* **Point localization data**

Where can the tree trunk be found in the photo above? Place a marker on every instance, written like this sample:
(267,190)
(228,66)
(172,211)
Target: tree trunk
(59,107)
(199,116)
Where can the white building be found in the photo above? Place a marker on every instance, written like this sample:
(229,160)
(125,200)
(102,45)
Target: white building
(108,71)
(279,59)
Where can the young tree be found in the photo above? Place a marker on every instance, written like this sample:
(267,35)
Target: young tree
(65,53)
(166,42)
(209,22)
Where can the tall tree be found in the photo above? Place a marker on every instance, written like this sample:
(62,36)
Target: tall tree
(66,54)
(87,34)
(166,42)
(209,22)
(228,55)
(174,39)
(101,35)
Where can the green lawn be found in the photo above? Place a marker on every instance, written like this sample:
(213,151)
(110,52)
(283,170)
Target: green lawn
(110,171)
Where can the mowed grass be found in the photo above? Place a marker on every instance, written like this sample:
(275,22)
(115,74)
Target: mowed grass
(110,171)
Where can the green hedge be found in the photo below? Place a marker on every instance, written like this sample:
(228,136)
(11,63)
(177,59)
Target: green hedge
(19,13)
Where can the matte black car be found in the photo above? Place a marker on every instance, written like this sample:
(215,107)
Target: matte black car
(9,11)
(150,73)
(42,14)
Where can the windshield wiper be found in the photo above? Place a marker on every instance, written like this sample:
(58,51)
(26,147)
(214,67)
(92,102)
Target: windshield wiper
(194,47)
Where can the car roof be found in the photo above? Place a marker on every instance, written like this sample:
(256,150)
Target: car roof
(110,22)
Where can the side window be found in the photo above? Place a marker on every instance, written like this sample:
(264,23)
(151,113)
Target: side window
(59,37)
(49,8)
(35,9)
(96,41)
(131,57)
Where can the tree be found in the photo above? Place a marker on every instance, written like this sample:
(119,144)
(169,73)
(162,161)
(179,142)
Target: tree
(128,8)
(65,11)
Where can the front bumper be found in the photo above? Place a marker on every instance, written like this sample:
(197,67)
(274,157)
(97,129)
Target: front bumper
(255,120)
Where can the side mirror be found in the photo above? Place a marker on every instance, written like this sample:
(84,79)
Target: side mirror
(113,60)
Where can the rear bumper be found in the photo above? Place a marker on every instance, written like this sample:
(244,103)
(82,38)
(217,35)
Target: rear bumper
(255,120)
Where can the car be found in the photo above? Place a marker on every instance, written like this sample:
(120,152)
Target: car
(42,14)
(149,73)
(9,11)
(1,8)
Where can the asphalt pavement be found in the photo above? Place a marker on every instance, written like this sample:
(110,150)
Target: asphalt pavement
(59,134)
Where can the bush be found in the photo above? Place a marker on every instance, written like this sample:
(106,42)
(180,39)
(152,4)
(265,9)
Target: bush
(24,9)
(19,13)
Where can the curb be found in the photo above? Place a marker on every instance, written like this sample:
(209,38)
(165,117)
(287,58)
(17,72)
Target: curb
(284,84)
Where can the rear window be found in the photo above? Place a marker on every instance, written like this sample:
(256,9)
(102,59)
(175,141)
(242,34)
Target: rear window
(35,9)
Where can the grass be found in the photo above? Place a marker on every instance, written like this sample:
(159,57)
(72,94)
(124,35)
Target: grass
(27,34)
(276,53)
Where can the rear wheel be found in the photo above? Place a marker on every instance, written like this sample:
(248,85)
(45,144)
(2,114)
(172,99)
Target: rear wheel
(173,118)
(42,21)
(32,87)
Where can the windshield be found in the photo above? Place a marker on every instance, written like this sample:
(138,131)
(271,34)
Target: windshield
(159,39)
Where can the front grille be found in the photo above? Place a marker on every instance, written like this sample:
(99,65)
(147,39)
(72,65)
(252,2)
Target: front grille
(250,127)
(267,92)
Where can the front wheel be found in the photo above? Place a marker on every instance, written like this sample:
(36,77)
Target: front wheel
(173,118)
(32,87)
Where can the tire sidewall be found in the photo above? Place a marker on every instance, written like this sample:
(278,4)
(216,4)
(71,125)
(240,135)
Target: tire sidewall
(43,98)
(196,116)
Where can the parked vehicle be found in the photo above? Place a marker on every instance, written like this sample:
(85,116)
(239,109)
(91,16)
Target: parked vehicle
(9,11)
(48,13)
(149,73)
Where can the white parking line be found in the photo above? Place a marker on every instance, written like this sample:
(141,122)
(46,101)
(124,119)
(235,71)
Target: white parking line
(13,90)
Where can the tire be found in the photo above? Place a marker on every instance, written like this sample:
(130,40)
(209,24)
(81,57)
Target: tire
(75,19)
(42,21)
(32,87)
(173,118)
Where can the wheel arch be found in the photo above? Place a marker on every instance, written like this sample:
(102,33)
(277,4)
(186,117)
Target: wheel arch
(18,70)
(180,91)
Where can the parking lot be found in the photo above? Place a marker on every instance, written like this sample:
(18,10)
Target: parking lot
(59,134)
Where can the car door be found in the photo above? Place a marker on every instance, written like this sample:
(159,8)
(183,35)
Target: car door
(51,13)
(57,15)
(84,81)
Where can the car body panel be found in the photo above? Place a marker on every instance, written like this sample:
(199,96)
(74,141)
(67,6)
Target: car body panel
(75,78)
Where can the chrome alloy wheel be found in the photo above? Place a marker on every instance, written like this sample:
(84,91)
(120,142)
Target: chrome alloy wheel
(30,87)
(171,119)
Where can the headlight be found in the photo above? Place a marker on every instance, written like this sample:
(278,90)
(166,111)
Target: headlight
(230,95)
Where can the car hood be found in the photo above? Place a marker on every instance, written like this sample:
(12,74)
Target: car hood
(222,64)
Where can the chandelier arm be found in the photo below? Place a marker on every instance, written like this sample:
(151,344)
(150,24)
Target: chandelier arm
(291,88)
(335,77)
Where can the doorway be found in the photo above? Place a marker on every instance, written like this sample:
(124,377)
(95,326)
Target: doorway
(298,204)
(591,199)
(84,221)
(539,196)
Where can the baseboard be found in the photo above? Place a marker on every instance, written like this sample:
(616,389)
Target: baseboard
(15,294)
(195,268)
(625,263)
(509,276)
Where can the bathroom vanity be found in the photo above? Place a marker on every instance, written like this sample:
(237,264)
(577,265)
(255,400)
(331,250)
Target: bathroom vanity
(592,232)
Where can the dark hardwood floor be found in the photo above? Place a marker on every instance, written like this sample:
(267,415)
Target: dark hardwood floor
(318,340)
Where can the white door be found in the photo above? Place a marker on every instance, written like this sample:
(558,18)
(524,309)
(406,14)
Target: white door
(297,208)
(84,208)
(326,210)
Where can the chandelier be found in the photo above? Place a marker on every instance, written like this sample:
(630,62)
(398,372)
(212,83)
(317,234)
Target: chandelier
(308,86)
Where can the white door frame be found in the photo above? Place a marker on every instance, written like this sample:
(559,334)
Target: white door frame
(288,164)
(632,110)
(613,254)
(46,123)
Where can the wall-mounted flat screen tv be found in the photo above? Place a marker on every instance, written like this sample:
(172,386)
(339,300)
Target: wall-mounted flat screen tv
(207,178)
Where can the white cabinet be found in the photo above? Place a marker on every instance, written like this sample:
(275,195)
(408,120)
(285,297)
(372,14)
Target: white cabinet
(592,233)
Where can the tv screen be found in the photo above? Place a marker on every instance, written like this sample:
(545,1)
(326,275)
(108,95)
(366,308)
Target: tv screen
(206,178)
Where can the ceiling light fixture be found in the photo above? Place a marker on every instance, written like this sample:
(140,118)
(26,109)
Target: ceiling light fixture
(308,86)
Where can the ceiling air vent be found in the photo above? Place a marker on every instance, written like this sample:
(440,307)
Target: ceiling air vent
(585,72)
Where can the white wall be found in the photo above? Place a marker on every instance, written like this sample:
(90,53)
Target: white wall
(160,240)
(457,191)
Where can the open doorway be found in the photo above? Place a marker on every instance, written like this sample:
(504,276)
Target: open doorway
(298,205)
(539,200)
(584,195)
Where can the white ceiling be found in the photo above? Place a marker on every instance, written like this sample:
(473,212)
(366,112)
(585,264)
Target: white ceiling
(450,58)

* **REQUIREMENT**
When the string "below" appears in a line of the records above, that line is to be copied.

* **WORKED SOLUTION**
Where can the green hedge be found in the photo below? Place a marker on every instance, written like this sample:
Where can the chandelier arm be found in the photo below? Place a marker on every instance, written like this sample:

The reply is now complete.